* Your objective *
Transcribe the data below verbatim from the line with "positive clicks: (173, 167)" to the line with "positive clicks: (1009, 544)". Include both of those lines.

* Records supplied *
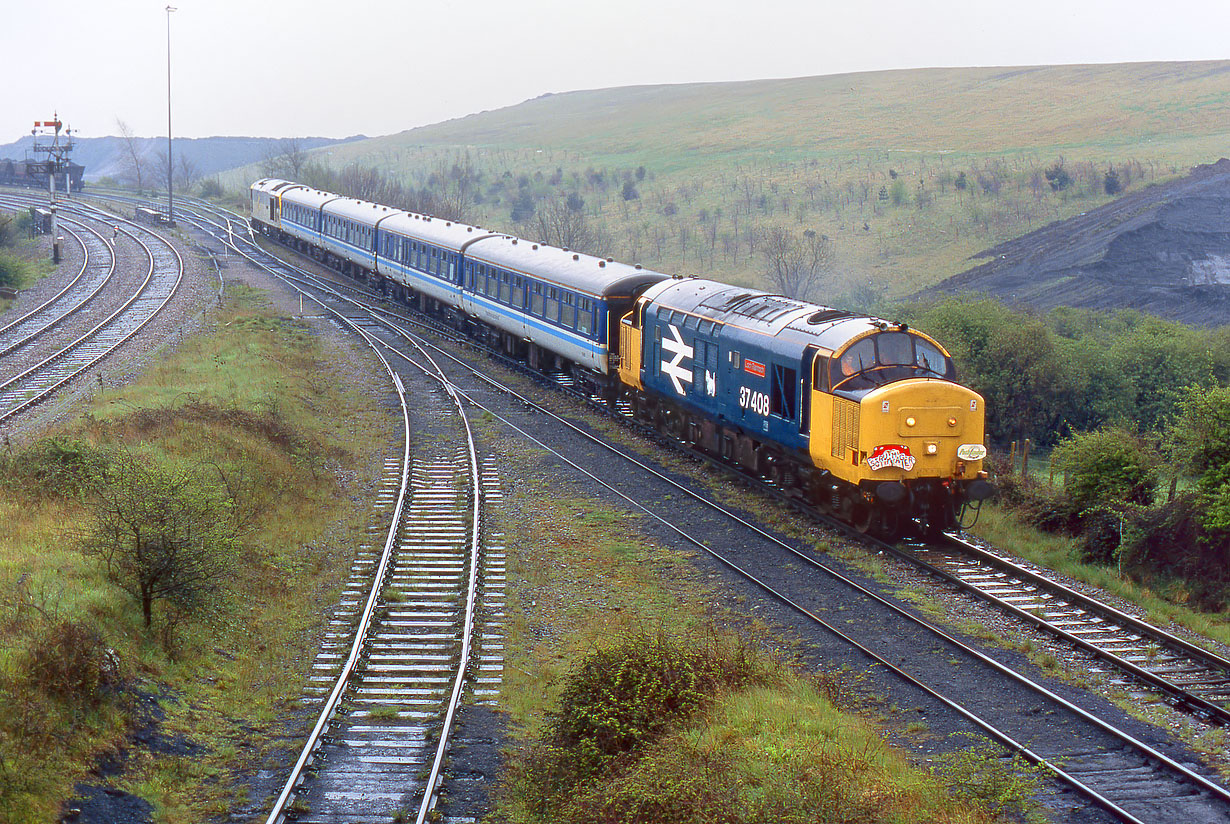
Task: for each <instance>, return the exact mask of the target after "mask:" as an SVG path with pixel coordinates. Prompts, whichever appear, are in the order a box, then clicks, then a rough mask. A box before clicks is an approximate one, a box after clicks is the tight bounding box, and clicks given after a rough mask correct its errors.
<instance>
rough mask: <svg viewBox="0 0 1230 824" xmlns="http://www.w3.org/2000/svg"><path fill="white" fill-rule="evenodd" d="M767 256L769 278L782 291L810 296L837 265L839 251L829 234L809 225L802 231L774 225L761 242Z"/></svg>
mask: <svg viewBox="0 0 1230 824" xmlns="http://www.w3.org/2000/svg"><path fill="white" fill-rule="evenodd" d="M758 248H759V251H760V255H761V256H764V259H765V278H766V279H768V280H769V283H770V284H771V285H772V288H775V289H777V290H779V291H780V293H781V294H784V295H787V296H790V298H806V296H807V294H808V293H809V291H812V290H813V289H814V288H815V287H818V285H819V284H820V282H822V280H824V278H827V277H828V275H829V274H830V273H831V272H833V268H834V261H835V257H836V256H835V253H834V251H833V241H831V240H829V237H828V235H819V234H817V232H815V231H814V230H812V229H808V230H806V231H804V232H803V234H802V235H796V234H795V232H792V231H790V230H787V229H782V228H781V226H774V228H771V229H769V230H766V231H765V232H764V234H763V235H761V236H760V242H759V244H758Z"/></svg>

...

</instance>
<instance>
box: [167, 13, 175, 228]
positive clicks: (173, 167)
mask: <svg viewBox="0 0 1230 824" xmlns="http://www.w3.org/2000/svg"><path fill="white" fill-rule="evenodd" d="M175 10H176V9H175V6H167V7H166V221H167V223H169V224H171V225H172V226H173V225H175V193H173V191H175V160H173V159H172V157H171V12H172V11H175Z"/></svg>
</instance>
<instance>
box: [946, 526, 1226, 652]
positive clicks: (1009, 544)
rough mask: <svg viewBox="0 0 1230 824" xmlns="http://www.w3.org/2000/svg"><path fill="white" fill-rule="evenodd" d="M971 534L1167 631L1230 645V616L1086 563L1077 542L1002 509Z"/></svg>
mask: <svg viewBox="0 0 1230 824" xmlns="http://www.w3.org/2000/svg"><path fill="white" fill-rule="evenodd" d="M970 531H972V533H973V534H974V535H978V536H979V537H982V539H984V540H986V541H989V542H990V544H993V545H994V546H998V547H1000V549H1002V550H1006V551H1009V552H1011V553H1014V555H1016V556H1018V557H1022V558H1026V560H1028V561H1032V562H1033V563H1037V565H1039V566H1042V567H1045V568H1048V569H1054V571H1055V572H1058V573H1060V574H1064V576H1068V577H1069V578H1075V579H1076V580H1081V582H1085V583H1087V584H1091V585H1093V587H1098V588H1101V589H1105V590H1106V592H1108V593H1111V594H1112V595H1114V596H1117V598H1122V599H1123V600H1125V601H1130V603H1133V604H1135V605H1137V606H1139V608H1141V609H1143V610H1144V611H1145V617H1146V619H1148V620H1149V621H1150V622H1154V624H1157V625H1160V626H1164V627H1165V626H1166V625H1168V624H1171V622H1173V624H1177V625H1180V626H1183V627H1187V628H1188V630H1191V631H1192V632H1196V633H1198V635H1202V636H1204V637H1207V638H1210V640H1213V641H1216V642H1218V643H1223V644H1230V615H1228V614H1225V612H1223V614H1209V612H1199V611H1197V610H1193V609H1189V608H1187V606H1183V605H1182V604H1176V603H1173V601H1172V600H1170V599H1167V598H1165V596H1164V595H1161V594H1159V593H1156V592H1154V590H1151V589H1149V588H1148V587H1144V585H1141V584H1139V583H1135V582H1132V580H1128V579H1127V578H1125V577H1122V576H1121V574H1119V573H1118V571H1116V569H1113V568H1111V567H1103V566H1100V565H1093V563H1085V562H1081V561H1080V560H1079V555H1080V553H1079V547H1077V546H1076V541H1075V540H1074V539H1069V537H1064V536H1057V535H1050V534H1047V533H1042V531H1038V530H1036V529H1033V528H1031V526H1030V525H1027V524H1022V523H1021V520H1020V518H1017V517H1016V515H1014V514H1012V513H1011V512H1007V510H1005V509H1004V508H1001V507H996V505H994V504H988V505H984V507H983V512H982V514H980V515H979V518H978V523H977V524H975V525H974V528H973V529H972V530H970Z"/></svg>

* Exercise solution *
positive clicks: (173, 167)
mask: <svg viewBox="0 0 1230 824" xmlns="http://www.w3.org/2000/svg"><path fill="white" fill-rule="evenodd" d="M175 10H176V9H175V6H167V7H166V221H167V223H169V224H171V225H172V226H173V225H175V193H173V191H175V160H173V159H172V157H171V12H172V11H175Z"/></svg>
</instance>
<instance>
box: [946, 526, 1226, 652]
positive clicks: (1009, 544)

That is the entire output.